Supplied passage.

******

Re: [Numpy-discussion] Fortran order in recarray.

2017-02-22 Thread Alex Rogozhnikov

> 22 февр. 2017 г., в 20:39, josef.p...@gmail.com написал(а):
> 
> 
> 
> On Wed, Feb 22, 2017 at 11:57 AM, Alex Rogozhnikov 
> <alex.rogozhni...@yandex.ru <mailto:alex.rogozhni...@yandex.ru>> wrote:
> Hi Matthew, 
> maybe it is not the best place to discuss problems of pandas, but to show 
> that I am not missing something, let's consider a simple example.
> 
> # simplest DataFrame
> x = pandas.DataFrame(dict(a=numpy.arange(10), b=numpy.arange(10, 20)))
> 
> # simplest indexing. Can you predict results without looking at comments?
> x[:2] # returns two first rows, as expected
> x[[0, 1]]# returns copy of x, whole dataframe
> x[numpy.array(2)] # fails with IndexError: indices are out-of-bounds (can you 
> guess why?)
> x[[0, 1], :] # unhashable type: list
> 
> just in case - I know about .loc and .iloc, but when you write code with many 
> subroutines, you concentrate on numpy inputs, and at some point you simply 
> forget to convert some of the data you operated with to numpy and it 
> continues to work, but it yields wrong results (while you tested everything, 
> but you tested this for numpy). Checking all the inputs in each small 
> subroutine is strange.
> 
> Ok, a bit more:
> x[x['a'] > 5]# works as expected
> x[x['a'] > 5, :] # 'Series' objects are mutable, thus they cannot be 
> hashed
> lookup = numpy.arange(10)
> x[lookup[x['a']] > 5] # works as expected
> x[lookup[x['a']] > 5, :]  # TypeError: unhashable type: 'numpy.ndarray'
> 
> x[lookup]['a']   # indexError
> x['a'][lookup]   # works as expected
> 
> Now let's go a bit further: train/test splitted the data for machine learning 
> (again, the most frequent operation)
> 
> from sklearn.model_selection import train_test_split
> x1, x2 = train_test_split(x, random_state=42)

******

Raw data.
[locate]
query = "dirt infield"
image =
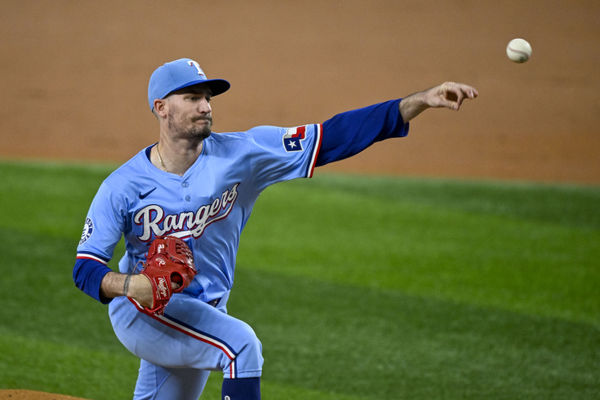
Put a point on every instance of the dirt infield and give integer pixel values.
(75, 75)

******

Short task A. Summarize the forum post on pandas indexing in two sentences.
Short task B. According to the forum post on pandas indexing, what does x[:2] return?
Work from the forum post alone, without using the material.

Correct response A. Using a simple two-column pandas DataFrame, the post shows that several indexing forms behave unexpectedly: x[[0, 1]] returns a copy of the whole DataFrame, x[numpy.array(2)] fails with an IndexError, and adding ", :" to an index raises unhashable-type errors. The writer knows about .loc and .iloc, but notes that in code with many subroutines focused on numpy inputs, forgetting to convert some data to numpy lets the code keep working while yielding wrong results.

Correct response B. It returns the first two rows.